▼

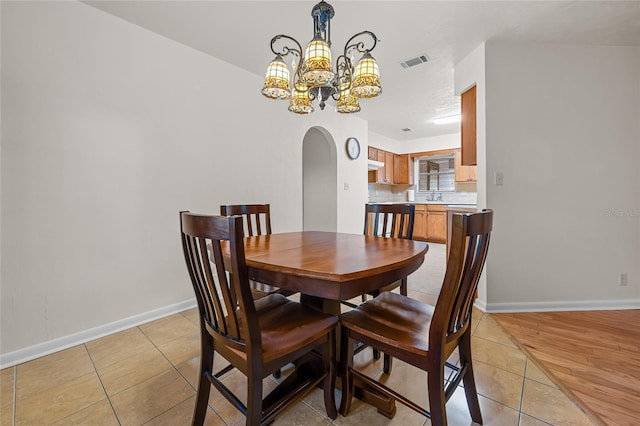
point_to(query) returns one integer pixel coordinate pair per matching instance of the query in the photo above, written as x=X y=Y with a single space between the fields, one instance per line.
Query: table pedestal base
x=385 y=404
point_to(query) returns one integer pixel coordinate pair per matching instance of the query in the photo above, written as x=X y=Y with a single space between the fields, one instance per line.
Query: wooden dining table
x=327 y=267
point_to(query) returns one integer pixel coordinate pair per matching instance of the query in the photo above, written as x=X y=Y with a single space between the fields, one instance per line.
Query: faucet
x=434 y=197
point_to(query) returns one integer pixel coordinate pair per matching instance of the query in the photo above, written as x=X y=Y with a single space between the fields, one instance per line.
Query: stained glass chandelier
x=313 y=75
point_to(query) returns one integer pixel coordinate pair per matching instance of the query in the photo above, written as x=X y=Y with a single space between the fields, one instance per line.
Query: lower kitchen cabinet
x=430 y=223
x=420 y=222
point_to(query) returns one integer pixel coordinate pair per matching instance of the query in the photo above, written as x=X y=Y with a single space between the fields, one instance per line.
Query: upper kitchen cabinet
x=373 y=153
x=387 y=174
x=464 y=173
x=468 y=127
x=402 y=169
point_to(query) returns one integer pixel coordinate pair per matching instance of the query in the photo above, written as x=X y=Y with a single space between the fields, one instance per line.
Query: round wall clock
x=353 y=148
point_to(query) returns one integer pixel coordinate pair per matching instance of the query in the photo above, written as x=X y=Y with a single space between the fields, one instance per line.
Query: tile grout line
x=15 y=393
x=102 y=384
x=175 y=368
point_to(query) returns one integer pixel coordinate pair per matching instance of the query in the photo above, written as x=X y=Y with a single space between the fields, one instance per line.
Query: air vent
x=415 y=61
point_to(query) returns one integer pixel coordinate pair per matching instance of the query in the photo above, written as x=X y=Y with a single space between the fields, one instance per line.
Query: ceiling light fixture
x=447 y=120
x=313 y=76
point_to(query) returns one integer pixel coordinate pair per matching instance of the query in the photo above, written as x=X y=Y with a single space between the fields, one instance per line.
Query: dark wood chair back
x=389 y=220
x=422 y=335
x=469 y=245
x=257 y=221
x=256 y=337
x=224 y=300
x=257 y=217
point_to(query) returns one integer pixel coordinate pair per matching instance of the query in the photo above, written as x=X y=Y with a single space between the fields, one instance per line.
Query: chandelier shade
x=316 y=69
x=300 y=101
x=313 y=76
x=366 y=80
x=347 y=102
x=276 y=82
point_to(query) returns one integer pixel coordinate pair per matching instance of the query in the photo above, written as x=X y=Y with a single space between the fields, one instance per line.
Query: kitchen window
x=436 y=173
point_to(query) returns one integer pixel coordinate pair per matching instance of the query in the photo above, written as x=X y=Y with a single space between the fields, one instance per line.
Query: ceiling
x=239 y=32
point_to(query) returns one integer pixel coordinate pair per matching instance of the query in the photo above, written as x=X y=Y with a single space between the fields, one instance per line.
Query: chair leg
x=388 y=360
x=204 y=386
x=403 y=286
x=329 y=362
x=388 y=363
x=346 y=362
x=435 y=383
x=469 y=380
x=254 y=399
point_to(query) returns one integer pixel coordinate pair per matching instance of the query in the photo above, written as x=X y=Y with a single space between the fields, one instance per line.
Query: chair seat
x=394 y=319
x=286 y=325
x=260 y=290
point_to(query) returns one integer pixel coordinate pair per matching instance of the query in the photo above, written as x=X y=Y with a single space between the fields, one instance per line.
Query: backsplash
x=398 y=193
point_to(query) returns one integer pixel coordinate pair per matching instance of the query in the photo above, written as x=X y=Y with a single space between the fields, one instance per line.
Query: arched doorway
x=319 y=181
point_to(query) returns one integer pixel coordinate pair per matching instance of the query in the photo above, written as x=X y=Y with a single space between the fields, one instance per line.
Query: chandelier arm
x=359 y=46
x=286 y=49
x=344 y=69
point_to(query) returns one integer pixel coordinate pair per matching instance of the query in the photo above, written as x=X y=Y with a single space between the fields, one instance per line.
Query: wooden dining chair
x=387 y=221
x=423 y=335
x=257 y=221
x=390 y=221
x=256 y=337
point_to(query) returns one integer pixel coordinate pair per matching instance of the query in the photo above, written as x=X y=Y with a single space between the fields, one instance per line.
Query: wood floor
x=593 y=356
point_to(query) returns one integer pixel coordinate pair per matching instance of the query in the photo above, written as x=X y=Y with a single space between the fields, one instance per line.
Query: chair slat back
x=470 y=237
x=257 y=217
x=224 y=297
x=389 y=220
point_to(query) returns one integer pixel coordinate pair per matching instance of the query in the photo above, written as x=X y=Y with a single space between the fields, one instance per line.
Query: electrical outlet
x=622 y=280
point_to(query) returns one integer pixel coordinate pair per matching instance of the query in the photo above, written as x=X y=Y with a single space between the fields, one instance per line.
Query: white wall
x=469 y=72
x=563 y=125
x=108 y=132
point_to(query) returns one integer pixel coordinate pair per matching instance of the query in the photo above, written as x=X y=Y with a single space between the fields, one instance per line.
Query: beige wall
x=563 y=125
x=108 y=132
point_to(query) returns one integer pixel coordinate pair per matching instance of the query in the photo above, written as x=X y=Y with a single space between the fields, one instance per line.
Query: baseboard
x=579 y=305
x=41 y=349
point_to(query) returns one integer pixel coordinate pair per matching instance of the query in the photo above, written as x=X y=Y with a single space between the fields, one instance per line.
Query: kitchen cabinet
x=430 y=223
x=420 y=222
x=464 y=173
x=388 y=167
x=383 y=174
x=436 y=223
x=468 y=127
x=402 y=169
x=372 y=153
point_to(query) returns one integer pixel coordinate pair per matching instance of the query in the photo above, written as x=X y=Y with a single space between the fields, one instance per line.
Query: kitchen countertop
x=457 y=205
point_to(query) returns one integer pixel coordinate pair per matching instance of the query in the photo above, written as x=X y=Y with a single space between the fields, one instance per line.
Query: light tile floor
x=147 y=375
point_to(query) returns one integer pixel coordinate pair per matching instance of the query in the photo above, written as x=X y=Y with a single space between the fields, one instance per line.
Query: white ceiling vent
x=421 y=59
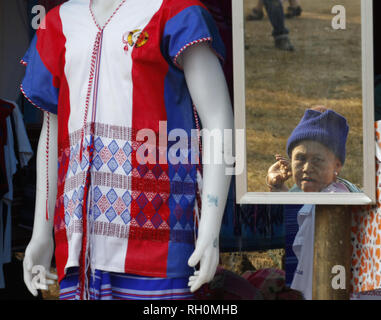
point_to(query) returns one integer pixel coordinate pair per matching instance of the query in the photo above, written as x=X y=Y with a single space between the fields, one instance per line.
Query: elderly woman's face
x=313 y=166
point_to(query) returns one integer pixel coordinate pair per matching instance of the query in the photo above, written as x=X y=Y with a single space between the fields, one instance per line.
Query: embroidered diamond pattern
x=141 y=219
x=97 y=194
x=149 y=210
x=119 y=206
x=66 y=200
x=105 y=154
x=78 y=211
x=110 y=214
x=156 y=220
x=67 y=218
x=127 y=167
x=112 y=164
x=97 y=162
x=113 y=147
x=96 y=212
x=127 y=149
x=74 y=166
x=98 y=144
x=120 y=157
x=157 y=171
x=84 y=162
x=142 y=169
x=71 y=207
x=103 y=204
x=75 y=196
x=112 y=196
x=142 y=201
x=81 y=193
x=126 y=217
x=157 y=202
x=126 y=198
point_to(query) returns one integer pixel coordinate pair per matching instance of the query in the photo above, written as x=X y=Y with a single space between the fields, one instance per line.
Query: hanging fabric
x=24 y=151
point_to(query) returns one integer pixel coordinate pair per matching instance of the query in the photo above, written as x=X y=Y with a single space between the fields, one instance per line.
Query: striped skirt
x=122 y=286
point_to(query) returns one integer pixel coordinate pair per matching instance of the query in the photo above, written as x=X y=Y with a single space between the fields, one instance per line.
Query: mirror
x=328 y=152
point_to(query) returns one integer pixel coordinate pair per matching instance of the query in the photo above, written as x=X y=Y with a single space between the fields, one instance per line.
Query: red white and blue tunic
x=106 y=84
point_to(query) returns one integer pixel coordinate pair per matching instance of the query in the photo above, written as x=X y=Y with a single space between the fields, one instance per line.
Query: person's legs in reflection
x=274 y=9
x=294 y=9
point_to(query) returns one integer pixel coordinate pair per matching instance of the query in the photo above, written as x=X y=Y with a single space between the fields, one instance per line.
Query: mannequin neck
x=103 y=9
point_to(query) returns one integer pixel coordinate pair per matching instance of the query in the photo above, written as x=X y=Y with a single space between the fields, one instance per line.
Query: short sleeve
x=190 y=26
x=37 y=85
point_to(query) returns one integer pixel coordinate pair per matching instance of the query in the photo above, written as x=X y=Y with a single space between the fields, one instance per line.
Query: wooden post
x=332 y=247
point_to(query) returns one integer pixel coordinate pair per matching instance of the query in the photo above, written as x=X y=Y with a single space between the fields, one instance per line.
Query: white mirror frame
x=368 y=196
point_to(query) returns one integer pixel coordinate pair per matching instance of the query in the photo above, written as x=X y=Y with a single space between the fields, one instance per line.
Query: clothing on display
x=366 y=236
x=112 y=211
x=13 y=133
x=303 y=248
x=14 y=41
x=121 y=286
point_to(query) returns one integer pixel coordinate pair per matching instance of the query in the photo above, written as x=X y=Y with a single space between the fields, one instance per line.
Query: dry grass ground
x=325 y=69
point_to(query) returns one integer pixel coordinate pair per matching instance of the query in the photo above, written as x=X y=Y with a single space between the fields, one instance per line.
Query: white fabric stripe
x=114 y=96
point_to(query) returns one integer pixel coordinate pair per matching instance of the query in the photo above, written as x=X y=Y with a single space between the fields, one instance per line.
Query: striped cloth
x=292 y=227
x=121 y=286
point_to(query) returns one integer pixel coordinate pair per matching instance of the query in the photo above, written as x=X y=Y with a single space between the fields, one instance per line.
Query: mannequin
x=209 y=93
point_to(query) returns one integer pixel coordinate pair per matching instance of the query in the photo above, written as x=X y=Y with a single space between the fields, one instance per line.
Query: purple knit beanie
x=329 y=128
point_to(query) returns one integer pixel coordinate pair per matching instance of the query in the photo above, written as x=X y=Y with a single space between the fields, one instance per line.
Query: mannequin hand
x=38 y=257
x=207 y=254
x=279 y=173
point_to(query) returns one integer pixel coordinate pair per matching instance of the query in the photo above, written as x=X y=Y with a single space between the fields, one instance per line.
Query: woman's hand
x=278 y=174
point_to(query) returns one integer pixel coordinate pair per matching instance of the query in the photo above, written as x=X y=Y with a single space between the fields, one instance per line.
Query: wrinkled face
x=313 y=166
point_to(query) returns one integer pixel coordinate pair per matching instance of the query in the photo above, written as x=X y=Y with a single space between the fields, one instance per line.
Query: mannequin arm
x=209 y=92
x=39 y=251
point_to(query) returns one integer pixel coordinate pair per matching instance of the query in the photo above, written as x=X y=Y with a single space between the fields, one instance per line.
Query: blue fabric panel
x=38 y=81
x=191 y=24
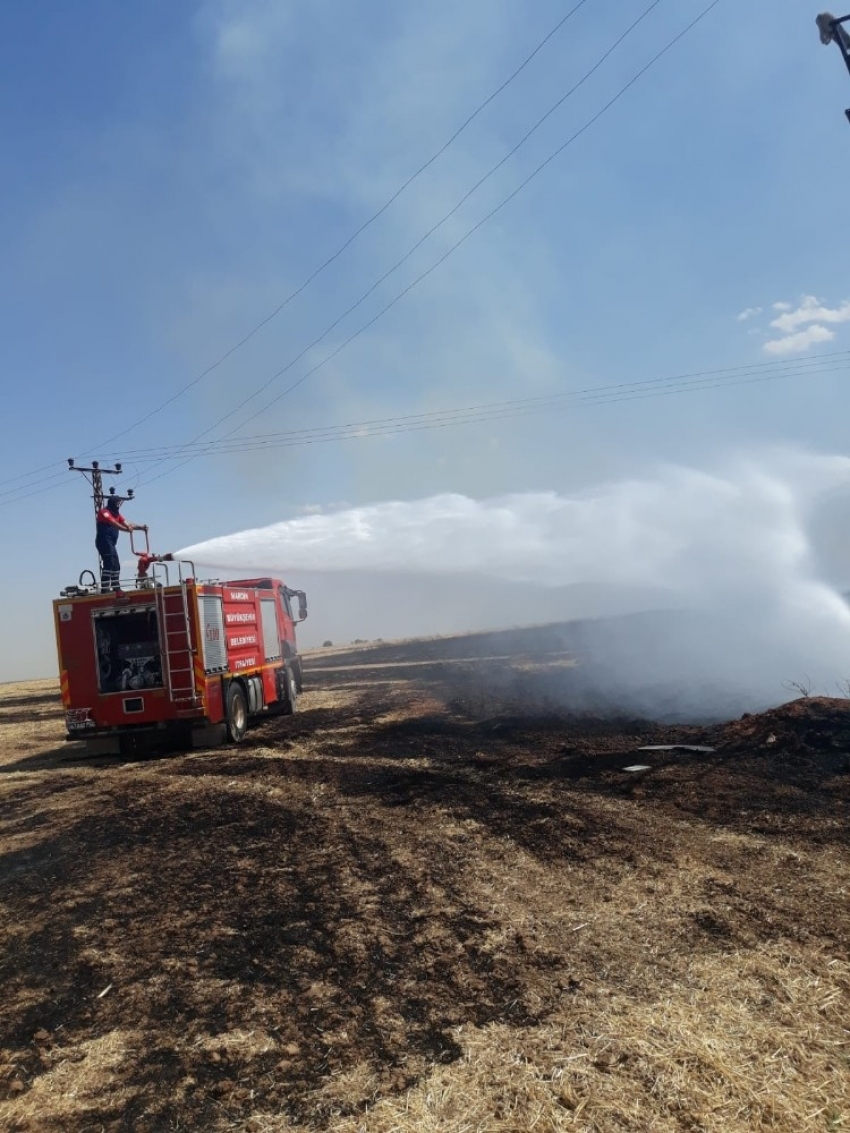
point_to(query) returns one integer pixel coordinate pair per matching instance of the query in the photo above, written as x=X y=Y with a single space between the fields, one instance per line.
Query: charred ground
x=434 y=899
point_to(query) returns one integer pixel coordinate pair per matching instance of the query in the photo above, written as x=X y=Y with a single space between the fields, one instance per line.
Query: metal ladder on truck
x=178 y=653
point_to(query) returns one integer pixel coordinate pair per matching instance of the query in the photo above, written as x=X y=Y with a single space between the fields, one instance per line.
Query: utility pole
x=94 y=475
x=833 y=31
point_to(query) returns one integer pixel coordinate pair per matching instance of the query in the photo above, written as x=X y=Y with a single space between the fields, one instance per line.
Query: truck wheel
x=237 y=713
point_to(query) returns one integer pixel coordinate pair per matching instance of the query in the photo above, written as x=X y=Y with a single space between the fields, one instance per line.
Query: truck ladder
x=178 y=655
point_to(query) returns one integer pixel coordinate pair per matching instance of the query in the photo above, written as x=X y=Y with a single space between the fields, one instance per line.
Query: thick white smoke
x=731 y=546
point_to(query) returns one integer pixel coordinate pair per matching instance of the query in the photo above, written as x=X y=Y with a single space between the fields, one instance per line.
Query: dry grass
x=392 y=914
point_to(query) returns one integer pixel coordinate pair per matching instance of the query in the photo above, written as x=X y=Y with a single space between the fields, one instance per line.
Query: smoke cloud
x=731 y=548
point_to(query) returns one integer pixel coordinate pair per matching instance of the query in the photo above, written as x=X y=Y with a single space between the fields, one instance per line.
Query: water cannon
x=302 y=602
x=833 y=31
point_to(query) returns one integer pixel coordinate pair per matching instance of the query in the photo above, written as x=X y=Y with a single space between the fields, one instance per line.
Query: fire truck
x=170 y=659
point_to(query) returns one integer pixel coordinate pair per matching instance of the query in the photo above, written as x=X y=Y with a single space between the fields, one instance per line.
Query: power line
x=613 y=393
x=367 y=223
x=813 y=365
x=504 y=410
x=450 y=250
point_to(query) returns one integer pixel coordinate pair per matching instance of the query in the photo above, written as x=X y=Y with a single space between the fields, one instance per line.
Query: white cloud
x=804 y=325
x=810 y=311
x=800 y=341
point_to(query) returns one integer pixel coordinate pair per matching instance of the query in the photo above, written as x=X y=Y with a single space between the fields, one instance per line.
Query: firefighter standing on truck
x=110 y=524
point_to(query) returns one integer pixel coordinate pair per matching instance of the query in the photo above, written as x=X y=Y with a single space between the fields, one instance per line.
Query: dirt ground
x=434 y=900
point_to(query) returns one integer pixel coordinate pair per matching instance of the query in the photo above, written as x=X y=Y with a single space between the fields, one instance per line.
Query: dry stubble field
x=432 y=901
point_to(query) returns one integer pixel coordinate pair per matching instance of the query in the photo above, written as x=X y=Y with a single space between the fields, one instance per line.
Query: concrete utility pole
x=94 y=475
x=832 y=31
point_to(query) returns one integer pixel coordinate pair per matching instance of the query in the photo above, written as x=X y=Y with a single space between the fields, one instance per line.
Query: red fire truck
x=172 y=659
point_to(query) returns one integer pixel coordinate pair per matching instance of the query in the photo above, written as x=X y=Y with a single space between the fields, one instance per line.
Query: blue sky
x=175 y=171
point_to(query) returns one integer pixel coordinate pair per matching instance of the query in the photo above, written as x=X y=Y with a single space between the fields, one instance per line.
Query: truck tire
x=237 y=713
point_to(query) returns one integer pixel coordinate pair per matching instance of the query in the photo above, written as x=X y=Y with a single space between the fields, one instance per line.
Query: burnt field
x=434 y=900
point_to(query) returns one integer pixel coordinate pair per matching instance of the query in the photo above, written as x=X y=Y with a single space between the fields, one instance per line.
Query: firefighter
x=110 y=524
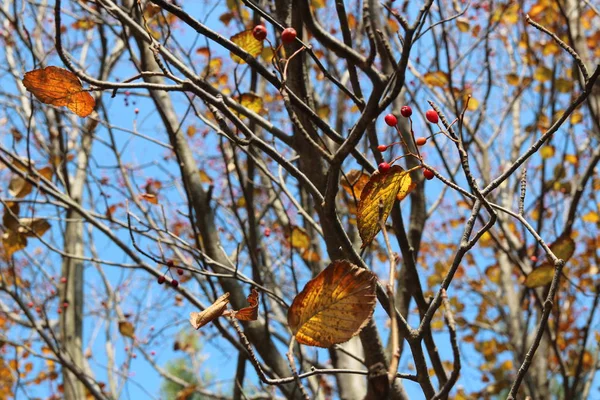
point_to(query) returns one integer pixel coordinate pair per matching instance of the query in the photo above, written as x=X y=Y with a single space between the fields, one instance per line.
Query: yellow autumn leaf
x=512 y=79
x=591 y=217
x=576 y=117
x=354 y=182
x=59 y=87
x=127 y=329
x=215 y=310
x=299 y=239
x=542 y=74
x=462 y=24
x=334 y=306
x=380 y=188
x=547 y=152
x=563 y=247
x=564 y=85
x=252 y=102
x=248 y=43
x=436 y=79
x=540 y=276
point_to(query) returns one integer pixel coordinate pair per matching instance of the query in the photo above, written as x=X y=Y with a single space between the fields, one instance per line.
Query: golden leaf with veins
x=248 y=43
x=59 y=87
x=334 y=306
x=386 y=187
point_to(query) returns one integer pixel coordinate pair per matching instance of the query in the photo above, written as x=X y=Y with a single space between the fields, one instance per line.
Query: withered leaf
x=215 y=310
x=59 y=87
x=334 y=306
x=386 y=187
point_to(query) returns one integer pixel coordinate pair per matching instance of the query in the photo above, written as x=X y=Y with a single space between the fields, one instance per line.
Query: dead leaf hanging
x=334 y=306
x=215 y=310
x=59 y=87
x=385 y=187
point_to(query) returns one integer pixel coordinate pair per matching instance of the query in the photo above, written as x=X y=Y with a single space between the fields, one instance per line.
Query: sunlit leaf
x=249 y=313
x=150 y=198
x=563 y=247
x=436 y=79
x=591 y=217
x=541 y=276
x=252 y=102
x=33 y=227
x=127 y=329
x=299 y=238
x=512 y=79
x=462 y=24
x=354 y=182
x=59 y=87
x=547 y=152
x=380 y=188
x=215 y=310
x=564 y=85
x=334 y=306
x=248 y=43
x=542 y=74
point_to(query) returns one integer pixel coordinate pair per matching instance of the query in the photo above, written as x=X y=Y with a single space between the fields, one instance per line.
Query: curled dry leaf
x=248 y=43
x=215 y=310
x=249 y=313
x=127 y=329
x=563 y=248
x=17 y=230
x=354 y=182
x=386 y=187
x=334 y=306
x=59 y=87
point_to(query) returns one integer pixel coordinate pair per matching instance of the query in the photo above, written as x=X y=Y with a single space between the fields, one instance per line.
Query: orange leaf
x=381 y=187
x=59 y=87
x=248 y=43
x=354 y=182
x=541 y=276
x=199 y=319
x=126 y=329
x=247 y=313
x=150 y=198
x=334 y=306
x=299 y=238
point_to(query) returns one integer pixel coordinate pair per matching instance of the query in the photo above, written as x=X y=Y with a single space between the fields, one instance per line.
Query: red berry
x=428 y=174
x=421 y=141
x=432 y=116
x=384 y=167
x=288 y=35
x=259 y=32
x=391 y=119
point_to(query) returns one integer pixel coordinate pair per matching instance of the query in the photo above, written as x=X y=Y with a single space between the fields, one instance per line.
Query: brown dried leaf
x=215 y=310
x=126 y=329
x=334 y=306
x=385 y=188
x=249 y=313
x=248 y=43
x=59 y=87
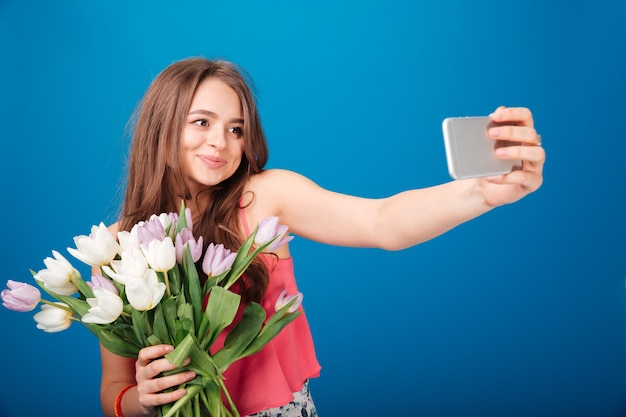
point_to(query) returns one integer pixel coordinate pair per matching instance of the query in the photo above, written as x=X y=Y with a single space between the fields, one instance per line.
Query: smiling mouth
x=212 y=161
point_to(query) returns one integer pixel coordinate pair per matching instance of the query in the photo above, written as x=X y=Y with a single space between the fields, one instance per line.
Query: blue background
x=521 y=312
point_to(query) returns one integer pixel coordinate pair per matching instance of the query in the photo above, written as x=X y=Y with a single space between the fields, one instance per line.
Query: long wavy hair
x=155 y=180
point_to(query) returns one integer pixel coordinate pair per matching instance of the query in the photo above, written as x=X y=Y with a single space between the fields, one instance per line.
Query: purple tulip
x=185 y=238
x=284 y=299
x=268 y=229
x=20 y=296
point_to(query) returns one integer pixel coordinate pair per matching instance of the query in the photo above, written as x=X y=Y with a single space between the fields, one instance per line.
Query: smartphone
x=470 y=153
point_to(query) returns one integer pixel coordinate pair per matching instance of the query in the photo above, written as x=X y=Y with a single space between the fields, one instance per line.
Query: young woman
x=197 y=136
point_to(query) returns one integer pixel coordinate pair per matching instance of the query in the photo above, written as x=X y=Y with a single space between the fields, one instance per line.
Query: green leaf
x=153 y=340
x=79 y=307
x=113 y=342
x=200 y=361
x=220 y=312
x=168 y=305
x=174 y=281
x=139 y=326
x=82 y=286
x=240 y=336
x=268 y=332
x=182 y=219
x=193 y=288
x=159 y=326
x=191 y=393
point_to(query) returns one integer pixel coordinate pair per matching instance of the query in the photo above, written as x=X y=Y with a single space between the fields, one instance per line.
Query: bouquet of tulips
x=148 y=292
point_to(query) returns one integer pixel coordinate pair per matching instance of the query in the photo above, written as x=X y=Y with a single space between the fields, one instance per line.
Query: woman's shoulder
x=271 y=178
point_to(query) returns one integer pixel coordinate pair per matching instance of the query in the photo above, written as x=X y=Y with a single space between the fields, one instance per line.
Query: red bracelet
x=117 y=407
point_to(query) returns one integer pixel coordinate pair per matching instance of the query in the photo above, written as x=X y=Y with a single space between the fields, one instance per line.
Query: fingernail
x=495 y=132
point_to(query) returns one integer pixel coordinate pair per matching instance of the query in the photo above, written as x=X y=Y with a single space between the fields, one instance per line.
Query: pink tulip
x=20 y=296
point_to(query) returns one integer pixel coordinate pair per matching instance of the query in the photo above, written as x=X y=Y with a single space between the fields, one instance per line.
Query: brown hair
x=155 y=182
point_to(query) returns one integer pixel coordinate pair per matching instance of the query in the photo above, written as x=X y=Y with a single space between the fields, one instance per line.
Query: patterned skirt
x=301 y=406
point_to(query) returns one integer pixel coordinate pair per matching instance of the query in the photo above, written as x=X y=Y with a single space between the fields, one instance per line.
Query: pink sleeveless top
x=268 y=378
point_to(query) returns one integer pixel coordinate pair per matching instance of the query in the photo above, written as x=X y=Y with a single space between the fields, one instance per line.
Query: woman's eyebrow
x=214 y=115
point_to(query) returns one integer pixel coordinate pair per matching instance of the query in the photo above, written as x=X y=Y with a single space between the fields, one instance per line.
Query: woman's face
x=212 y=140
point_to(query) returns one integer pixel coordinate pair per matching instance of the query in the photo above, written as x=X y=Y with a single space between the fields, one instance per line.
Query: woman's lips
x=212 y=161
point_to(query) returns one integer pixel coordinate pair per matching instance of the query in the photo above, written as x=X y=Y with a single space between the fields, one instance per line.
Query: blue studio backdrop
x=521 y=312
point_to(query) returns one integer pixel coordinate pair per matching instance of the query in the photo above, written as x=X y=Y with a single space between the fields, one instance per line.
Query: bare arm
x=407 y=218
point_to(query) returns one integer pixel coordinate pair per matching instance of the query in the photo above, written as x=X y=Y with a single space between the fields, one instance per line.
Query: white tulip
x=132 y=265
x=145 y=293
x=59 y=275
x=52 y=319
x=97 y=249
x=106 y=307
x=161 y=254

▲

*WHAT TO PRODUCE*. Extract each line of the items above that contains the string "purple", matching case exactly.

*ANSWER TO THE PROBLEM*.
Query: purple knit beanie
Query: purple tulip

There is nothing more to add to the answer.